— start Input records —

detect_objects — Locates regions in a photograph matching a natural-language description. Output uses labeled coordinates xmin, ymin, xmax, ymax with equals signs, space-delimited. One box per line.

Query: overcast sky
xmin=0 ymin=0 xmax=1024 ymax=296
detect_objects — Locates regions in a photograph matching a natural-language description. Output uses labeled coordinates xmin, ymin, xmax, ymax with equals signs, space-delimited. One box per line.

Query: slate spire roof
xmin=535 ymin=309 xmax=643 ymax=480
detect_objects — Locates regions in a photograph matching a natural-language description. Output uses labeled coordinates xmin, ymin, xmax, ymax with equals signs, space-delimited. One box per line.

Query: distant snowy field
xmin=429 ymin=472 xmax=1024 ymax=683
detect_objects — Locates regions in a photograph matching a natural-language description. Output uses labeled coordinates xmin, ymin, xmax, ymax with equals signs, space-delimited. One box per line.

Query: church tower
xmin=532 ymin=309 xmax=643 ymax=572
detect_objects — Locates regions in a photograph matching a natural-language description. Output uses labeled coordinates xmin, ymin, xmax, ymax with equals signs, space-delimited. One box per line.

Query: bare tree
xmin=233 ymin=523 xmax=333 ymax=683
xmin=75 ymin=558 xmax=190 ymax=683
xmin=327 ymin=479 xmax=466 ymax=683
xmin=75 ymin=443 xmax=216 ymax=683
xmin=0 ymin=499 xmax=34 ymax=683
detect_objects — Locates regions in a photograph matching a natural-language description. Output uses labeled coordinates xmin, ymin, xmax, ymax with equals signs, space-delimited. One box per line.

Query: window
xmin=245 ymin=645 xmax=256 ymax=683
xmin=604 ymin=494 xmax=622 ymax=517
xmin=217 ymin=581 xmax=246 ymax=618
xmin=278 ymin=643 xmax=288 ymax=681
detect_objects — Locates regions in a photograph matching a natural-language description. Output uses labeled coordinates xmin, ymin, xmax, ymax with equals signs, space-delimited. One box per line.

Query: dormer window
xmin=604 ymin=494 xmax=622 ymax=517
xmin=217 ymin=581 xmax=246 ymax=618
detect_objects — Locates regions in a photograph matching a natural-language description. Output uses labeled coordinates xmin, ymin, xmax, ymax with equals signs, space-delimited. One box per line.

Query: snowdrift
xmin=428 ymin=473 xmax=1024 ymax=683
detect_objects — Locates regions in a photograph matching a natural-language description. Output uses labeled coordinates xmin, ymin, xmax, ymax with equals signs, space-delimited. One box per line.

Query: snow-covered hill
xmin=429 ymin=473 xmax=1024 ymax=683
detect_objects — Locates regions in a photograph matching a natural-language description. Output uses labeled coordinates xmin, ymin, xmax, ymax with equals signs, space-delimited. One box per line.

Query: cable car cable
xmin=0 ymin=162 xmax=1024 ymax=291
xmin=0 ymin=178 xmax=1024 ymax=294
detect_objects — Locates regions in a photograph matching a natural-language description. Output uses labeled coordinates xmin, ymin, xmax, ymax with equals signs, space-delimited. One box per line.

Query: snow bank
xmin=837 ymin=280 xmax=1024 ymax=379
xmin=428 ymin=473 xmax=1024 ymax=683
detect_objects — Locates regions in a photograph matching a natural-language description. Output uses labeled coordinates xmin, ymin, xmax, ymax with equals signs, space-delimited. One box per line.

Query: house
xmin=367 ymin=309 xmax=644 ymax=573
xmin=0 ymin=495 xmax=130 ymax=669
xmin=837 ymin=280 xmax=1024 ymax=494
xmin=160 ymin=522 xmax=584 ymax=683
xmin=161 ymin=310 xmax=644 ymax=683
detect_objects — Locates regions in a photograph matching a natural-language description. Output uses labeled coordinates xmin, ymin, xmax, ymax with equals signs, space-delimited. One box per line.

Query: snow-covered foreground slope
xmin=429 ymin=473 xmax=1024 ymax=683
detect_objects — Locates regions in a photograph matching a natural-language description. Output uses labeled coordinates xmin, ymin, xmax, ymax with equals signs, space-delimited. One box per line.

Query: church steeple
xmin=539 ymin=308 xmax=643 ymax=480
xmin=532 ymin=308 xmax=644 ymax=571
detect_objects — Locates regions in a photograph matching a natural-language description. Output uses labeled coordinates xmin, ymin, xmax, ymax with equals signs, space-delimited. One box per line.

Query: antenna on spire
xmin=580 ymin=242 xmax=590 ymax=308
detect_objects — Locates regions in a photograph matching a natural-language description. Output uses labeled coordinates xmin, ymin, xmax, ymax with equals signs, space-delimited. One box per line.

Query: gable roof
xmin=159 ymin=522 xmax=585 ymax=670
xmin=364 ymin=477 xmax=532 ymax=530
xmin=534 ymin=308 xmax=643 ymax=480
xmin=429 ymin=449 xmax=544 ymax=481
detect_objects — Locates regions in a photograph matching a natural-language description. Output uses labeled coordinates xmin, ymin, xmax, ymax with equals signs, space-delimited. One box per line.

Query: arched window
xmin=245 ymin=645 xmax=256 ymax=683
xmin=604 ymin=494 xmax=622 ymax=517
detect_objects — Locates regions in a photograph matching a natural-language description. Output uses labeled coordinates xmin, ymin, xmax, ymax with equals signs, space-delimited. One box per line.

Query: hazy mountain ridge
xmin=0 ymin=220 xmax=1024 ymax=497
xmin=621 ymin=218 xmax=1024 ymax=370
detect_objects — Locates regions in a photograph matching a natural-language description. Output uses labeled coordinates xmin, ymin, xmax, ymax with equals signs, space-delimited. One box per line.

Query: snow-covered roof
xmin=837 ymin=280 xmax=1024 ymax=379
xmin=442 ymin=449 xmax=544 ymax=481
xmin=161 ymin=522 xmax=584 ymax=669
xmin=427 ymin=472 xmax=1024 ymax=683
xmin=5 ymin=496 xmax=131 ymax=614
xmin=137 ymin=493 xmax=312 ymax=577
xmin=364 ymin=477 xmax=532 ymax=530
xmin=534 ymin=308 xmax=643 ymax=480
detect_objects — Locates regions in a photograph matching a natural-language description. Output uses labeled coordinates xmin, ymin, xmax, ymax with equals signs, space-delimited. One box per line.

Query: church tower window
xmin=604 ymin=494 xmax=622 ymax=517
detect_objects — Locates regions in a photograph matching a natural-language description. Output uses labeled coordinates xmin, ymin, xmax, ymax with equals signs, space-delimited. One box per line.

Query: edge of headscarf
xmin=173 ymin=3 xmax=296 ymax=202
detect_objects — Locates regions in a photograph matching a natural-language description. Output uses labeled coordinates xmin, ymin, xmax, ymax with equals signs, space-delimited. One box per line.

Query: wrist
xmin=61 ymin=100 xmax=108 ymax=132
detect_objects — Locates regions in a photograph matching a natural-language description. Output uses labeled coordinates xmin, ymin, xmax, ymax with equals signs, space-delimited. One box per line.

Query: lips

— end Input records —

| Work instructions |
Output the lines of all the rows as a numbered list, leaving out blank lines.

| Reply |
1. detect_objects — Locates regions in a photograph matching a natural-language description. Output uses labeled coordinates xmin, ymin, xmax, ymax with equals signs, space-delimited. One box per line.
2. Query: overcast sky
3. xmin=0 ymin=0 xmax=1024 ymax=296
4. detect_objects — Locates regions in a photograph matching a natural-language description. Output uses labeled coordinates xmin, ymin, xmax, ymax with equals signs, space-delimited. One box per line.
5. Query: slate spire roof
6. xmin=535 ymin=309 xmax=643 ymax=480
7. detect_objects — Locates regions in a photograph matching a natural-language description. Output uses labeled coordinates xmin, ymin, xmax, ymax with equals signs, space-delimited. One box per line.
8. Query: distant snowy field
9. xmin=429 ymin=472 xmax=1024 ymax=683
10. detect_objects — Locates regions in a photograph matching a natural-language description. Output uses labeled coordinates xmin, ymin, xmax, ymax with equals signs, space-delimited. One box per line.
11. Query: church tower
12. xmin=532 ymin=309 xmax=643 ymax=572
13. detect_objects — Locates regions in a photograph matching a natural-language description. Output uses labeled coordinates xmin, ymin, xmax, ymax with equals signs, space-delimited. One box per line.
14. Query: bare tree
15. xmin=233 ymin=523 xmax=333 ymax=683
16. xmin=75 ymin=558 xmax=190 ymax=683
17. xmin=327 ymin=479 xmax=466 ymax=683
18. xmin=75 ymin=443 xmax=216 ymax=683
19. xmin=0 ymin=499 xmax=34 ymax=683
20. detect_objects — Locates regions in a photograph matching a natural-language description. Output uses labeled coordinates xmin, ymin, xmax, ymax with equals signs, space-delimited. One box per line.
21. Query: window
22. xmin=245 ymin=645 xmax=256 ymax=683
23. xmin=604 ymin=494 xmax=622 ymax=517
24. xmin=217 ymin=581 xmax=246 ymax=618
25. xmin=278 ymin=643 xmax=288 ymax=681
26. detect_objects — Locates regions in a photograph matching a natural-language description. Output uses labeled coordinates xmin, ymin, xmax, ymax with equals signs, space-delimited. One box per line.
27. Query: dormer window
28. xmin=604 ymin=494 xmax=622 ymax=517
29. xmin=217 ymin=581 xmax=246 ymax=618
30. detect_objects — Locates regions in a photograph matching a natural-language description. Output uses labeled coordinates xmin, ymin, xmax, ymax with equals signs, space-delimited. One box per line.
31. Query: snowdrift
32. xmin=428 ymin=473 xmax=1024 ymax=683
33. detect_objects — Locates regions in a photograph matching a natural-language description. Output uses labeled coordinates xmin, ymin, xmax, ymax with equals signs, space-delimited. One box per line.
34. Query: snow-covered hill
35. xmin=429 ymin=473 xmax=1024 ymax=683
36. detect_objects — Locates regions in a photograph matching a natural-language description. Output uses labeled coordinates xmin, ymin, xmax, ymax with equals signs, space-delimited. One box per line.
37. Query: cable car cable
38. xmin=0 ymin=162 xmax=1024 ymax=291
39. xmin=0 ymin=178 xmax=1024 ymax=294
40. detect_objects — Locates regions in a photograph matching a natural-language description. Output uses labeled coordinates xmin, ymin, xmax, ymax with equals signs, space-delimited. One box per line.
41. Query: snow bank
42. xmin=837 ymin=280 xmax=1024 ymax=379
43. xmin=428 ymin=473 xmax=1024 ymax=683
44. detect_objects — Locates regions in a photograph matching a natural-language description. Output uses labeled coordinates xmin, ymin, xmax, ymax with equals signs, space-delimited. One box per line.
45. Query: house
46. xmin=367 ymin=309 xmax=644 ymax=573
47. xmin=0 ymin=495 xmax=130 ymax=669
48. xmin=837 ymin=280 xmax=1024 ymax=494
49. xmin=160 ymin=522 xmax=584 ymax=683
50. xmin=161 ymin=310 xmax=644 ymax=683
51. detect_objects — Locates regions in a photograph matching a natural-language description. Output uses labeled coordinates xmin, ymin, xmax, ymax with equals signs, space-delimited. One box per line.
52. Query: snow-covered foreground slope
53. xmin=429 ymin=473 xmax=1024 ymax=683
54. detect_objects — Locates regions in a photograph matching a natural-language description. Output uses labeled coordinates xmin, ymin, xmax, ymax with equals signs, space-delimited. One box per line.
55. Query: church steeple
56. xmin=539 ymin=308 xmax=643 ymax=480
57. xmin=532 ymin=308 xmax=644 ymax=571
58. detect_objects — Locates regions in a photograph matching a natural-language description. Output uses labeled coordinates xmin, ymin, xmax, ymax with equals signs, space-delimited. One box per line.
59. Query: antenna on spire
60. xmin=580 ymin=242 xmax=590 ymax=308
61. detect_objects — Locates regions in a photograph matching a natural-language description. Output uses labeled coordinates xmin, ymin, xmax, ymax with equals signs, space-delimited. One box per line.
62. Query: gable roof
63. xmin=159 ymin=522 xmax=585 ymax=670
64. xmin=364 ymin=477 xmax=532 ymax=530
65. xmin=534 ymin=308 xmax=643 ymax=480
66. xmin=429 ymin=449 xmax=544 ymax=481
67. detect_objects — Locates regions in a photograph matching a natural-language description. Output uses labeled coordinates xmin, ymin, xmax, ymax with equals signs, space-delimited. One box per line.
68. Query: arched window
69. xmin=245 ymin=645 xmax=256 ymax=683
70. xmin=604 ymin=494 xmax=622 ymax=517
71. detect_objects — Locates regions in a photograph matching a natural-language description. Output uses labeled coordinates xmin, ymin, xmax, ymax with equals signs, space-delimited. One box per line.
72. Query: hazy mountain ridge
73. xmin=0 ymin=220 xmax=1024 ymax=497
74. xmin=621 ymin=218 xmax=1024 ymax=370
75. detect_objects — Locates regions in a photograph matching a natural-language description. Output uses labeled coordinates xmin, ymin, xmax, ymax with equals signs, space-delimited. One box per line.
76. Query: snow-covered roof
77. xmin=837 ymin=280 xmax=1024 ymax=379
78. xmin=442 ymin=449 xmax=544 ymax=481
79. xmin=161 ymin=522 xmax=584 ymax=669
80. xmin=427 ymin=472 xmax=1024 ymax=683
81. xmin=5 ymin=496 xmax=131 ymax=614
82. xmin=137 ymin=493 xmax=312 ymax=577
83. xmin=364 ymin=477 xmax=532 ymax=530
84. xmin=534 ymin=308 xmax=643 ymax=480
85. detect_objects — Locates regions in a photograph matching a natural-language description. Output uses labeled coordinates xmin, ymin, xmax, ymax with equals signs, space-delimited. One box per line.
86. Query: church tower window
87. xmin=604 ymin=494 xmax=622 ymax=517
88. detect_objects — Locates regions in a photograph matching a natural-language description. Output uses labeled coordinates xmin, ymin, xmax, ymax with equals signs, space-delimited. One box per line.
89. Query: edge of headscarf
90. xmin=173 ymin=3 xmax=296 ymax=202
91. detect_objects — Locates regions in a photograph matching a natural-language description. Output uses labeled coordinates xmin, ymin, xmax, ymax with equals signs, space-delimited. One box per line.
92. Query: wrist
93. xmin=61 ymin=100 xmax=108 ymax=132
94. detect_objects — Locates regions in a photograph matching a natural-language description. Output uses labeled coordinates xmin, ymin, xmax, ymax with equals signs, space-delimited. One box per line.
95. Query: lips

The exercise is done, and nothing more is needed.